-- Document text --

This morning’s outage demonstrated how a problem on Roon’s servers can bork the audio systems of Roon’s whole worldwide customer base. It showed that Roon are operating a live service, across many timezones, not just delivering software which we run locally.
Although Roon’s engineers cracked on with the problem right away, there wasn’t any customer communication until quite a few hours later - nothing in the community forum, on Twitter or on the website. By then, customers had created hundreds of messages in dozens of threads reporting various random symptoms. New users who were mid-installation thought they had broken something. Users posted things they didn’t like about the new version without realising that it was broken at the server end. General chaos. No communication.
It would be helpful, once the dust has cleared, if Roon could review their critical incident processes. Good practices include having a status page which is hosted completely independently (Atlassian’s statuspage.io product is one commercial example); showing Roon components and underlying services (ie Tidal, Qobuz) live availability on that status page; having a specific incident escalation process which includes notifying customers that a fault has been recognised and is being addressed; and having a person responsible for customer communication who will be active and not sucked into problem fixing.
Furthermore, this morning’s forum posts demonstrated how many users are outside the US timezone. Roon’s incident processes should span all timezones - eg there could have been a nominated person in Europe who would have communicated to customers while waking up someone in the US.
Roon works very hard to give us great software, but we would appreciate a review of incident management along the above lines - as Roon take-up grows, so does the need for very precise incident management and communication processes. Thank you.

(Items from a data source)
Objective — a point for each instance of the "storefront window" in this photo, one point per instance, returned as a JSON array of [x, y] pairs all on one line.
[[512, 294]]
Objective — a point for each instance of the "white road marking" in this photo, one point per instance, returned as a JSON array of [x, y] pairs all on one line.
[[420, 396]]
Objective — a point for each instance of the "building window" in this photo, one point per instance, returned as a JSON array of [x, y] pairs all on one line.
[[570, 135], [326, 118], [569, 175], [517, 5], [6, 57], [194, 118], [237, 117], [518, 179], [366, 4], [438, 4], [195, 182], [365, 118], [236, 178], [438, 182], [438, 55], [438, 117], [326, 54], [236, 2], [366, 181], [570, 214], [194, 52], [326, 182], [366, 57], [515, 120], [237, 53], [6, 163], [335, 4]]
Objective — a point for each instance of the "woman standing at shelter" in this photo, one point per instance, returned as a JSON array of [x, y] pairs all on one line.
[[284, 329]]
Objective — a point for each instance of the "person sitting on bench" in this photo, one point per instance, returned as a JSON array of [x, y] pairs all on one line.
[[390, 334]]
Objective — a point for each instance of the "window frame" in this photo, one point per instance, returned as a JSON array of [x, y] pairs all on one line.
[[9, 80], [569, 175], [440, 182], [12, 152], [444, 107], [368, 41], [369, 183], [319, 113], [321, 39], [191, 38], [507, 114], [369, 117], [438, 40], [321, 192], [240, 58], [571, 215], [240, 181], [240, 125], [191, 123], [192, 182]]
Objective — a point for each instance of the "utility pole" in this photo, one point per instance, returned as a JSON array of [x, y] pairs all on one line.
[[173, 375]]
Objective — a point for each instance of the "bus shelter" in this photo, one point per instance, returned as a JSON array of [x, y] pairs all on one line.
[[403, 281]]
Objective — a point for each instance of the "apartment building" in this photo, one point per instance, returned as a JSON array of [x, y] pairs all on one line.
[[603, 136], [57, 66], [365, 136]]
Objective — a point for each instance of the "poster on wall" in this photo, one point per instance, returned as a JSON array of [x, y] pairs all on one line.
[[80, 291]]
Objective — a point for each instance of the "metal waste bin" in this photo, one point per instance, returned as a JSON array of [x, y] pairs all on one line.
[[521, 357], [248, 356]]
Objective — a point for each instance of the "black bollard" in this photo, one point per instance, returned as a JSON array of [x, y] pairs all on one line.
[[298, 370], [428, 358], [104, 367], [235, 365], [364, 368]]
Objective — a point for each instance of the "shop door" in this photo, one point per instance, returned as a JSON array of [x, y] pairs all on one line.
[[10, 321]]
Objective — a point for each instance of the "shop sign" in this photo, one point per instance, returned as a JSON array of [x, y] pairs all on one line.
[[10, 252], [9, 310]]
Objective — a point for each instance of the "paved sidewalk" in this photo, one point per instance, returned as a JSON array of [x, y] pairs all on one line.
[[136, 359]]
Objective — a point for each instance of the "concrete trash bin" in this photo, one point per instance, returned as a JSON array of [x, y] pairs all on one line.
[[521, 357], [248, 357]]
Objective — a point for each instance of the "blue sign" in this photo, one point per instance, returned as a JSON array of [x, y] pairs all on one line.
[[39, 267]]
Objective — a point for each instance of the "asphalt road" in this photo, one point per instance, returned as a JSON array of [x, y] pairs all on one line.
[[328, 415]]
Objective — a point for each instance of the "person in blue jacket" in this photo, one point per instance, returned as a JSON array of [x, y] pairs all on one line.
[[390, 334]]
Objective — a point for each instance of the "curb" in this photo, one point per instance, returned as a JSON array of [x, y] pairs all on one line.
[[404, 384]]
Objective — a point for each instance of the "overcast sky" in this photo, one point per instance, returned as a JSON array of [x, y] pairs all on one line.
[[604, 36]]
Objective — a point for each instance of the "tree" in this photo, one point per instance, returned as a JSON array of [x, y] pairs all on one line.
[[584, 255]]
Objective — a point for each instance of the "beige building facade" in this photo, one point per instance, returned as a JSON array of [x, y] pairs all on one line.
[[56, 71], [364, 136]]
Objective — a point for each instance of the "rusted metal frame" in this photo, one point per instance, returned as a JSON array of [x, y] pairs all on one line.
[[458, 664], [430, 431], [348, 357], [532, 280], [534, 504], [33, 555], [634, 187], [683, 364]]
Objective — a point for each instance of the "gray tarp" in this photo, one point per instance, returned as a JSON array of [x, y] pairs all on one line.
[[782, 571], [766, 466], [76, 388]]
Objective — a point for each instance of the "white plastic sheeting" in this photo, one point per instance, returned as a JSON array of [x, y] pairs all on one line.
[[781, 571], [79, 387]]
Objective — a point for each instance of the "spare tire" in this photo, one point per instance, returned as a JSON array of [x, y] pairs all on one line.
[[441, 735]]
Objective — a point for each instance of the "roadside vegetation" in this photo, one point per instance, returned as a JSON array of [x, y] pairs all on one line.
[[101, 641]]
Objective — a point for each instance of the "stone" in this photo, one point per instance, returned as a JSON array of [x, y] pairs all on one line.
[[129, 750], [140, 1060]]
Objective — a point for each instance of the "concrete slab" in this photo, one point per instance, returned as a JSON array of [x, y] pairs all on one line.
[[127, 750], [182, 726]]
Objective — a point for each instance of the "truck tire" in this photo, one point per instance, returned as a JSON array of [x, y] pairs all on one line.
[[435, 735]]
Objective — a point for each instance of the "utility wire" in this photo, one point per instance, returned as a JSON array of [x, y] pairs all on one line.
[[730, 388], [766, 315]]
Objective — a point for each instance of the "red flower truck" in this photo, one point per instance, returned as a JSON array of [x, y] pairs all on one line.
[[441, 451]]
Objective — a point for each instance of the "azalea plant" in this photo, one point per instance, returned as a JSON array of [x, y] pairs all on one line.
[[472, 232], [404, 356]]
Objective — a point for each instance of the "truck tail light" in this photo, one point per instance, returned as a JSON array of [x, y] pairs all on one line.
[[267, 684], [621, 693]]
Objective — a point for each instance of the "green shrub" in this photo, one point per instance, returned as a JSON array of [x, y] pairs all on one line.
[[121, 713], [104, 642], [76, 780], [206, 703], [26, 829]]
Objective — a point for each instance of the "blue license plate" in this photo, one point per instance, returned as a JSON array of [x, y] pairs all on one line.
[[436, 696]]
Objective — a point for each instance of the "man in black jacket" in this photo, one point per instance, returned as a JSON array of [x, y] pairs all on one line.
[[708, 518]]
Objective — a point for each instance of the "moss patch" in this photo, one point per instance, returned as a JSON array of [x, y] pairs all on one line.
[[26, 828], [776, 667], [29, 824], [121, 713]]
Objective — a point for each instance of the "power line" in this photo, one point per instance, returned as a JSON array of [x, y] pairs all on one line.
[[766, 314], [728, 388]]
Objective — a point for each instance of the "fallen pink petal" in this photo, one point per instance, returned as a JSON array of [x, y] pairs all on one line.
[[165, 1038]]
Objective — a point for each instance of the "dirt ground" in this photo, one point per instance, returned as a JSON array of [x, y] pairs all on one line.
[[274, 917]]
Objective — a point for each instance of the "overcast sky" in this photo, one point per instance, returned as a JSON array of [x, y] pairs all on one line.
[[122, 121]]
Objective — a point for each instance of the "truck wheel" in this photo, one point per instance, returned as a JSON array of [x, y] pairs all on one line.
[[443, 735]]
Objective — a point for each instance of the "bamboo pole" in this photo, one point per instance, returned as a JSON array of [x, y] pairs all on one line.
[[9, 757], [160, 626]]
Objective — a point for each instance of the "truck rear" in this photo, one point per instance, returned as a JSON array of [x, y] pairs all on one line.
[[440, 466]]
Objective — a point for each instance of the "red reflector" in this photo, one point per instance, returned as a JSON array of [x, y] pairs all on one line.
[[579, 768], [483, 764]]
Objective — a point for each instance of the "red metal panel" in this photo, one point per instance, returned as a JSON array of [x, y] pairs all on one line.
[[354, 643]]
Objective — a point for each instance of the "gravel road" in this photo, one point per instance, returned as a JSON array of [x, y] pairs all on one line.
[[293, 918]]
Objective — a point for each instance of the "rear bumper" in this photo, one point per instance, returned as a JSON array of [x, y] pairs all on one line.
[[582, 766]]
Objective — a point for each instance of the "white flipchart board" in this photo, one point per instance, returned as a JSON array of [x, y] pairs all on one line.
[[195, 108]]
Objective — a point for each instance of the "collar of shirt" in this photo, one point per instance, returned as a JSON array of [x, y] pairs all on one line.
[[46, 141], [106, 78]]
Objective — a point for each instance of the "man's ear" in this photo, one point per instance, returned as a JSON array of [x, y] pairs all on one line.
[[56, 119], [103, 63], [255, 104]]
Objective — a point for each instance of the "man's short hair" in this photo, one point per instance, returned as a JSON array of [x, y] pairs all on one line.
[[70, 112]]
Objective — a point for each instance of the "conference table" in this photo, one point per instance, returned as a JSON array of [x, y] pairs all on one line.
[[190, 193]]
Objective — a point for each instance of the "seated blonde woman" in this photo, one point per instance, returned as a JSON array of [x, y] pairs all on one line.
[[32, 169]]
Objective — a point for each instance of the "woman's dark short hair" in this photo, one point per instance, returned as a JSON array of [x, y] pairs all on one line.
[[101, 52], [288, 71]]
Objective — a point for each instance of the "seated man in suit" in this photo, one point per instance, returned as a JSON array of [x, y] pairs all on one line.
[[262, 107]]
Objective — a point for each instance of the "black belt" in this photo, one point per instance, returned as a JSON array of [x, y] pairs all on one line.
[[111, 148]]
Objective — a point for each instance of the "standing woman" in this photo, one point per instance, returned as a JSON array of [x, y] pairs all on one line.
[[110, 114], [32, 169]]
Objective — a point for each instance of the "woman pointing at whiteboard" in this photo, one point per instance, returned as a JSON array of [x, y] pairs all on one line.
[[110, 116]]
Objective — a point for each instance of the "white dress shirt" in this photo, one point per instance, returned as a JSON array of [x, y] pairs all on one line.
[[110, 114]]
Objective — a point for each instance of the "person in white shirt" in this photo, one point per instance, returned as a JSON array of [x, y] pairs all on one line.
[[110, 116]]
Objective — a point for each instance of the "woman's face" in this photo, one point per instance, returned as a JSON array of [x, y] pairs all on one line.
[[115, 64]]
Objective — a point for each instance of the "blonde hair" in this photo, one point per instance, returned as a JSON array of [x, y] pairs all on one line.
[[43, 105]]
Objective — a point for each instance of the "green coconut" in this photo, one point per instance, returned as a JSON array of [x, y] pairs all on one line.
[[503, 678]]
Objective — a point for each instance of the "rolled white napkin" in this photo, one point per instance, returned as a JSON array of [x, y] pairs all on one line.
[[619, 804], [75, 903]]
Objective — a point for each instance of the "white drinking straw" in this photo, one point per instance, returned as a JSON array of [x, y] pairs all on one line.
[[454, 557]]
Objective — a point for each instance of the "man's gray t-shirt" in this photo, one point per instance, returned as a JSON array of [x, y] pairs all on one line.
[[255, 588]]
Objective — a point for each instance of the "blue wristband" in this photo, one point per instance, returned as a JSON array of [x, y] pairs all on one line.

-- Task instructions --
Reproduce the full forum post about the Roon outage word for word. Rely only on the forum post about the Roon outage and take nothing from the records.

-- Answer to this task --
This morning’s outage demonstrated how a problem on Roon’s servers can bork the audio systems of Roon’s whole worldwide customer base. It showed that Roon are operating a live service, across many timezones, not just delivering software which we run locally.
Although Roon’s engineers cracked on with the problem right away, there wasn’t any customer communication until quite a few hours later - nothing in the community forum, on Twitter or on the website. By then, customers had created hundreds of messages in dozens of threads reporting various random symptoms. New users who were mid-installation thought they had broken something. Users posted things they didn’t like about the new version without realising that it was broken at the server end. General chaos. No communication.
It would be helpful, once the dust has cleared, if Roon could review their critical incident processes. Good practices include having a status page which is hosted completely independently (Atlassian’s statuspage.io product is one commercial example); showing Roon components and underlying services (ie Tidal, Qobuz) live availability on that status page; having a specific incident escalation process which includes notifying customers that a fault has been recognised and is being addressed; and having a person responsible for customer communication who will be active and not sucked into problem fixing.
Furthermore, this morning’s forum posts demonstrated how many users are outside the US timezone. Roon’s incident processes should span all timezones - eg there could have been a nominated person in Europe who would have communicated to customers while waking up someone in the US.
Roon works very hard to give us great software, but we would appreciate a review of incident management along the above lines - as Roon take-up grows, so does the need for very precise incident management and communication processes. Thank you.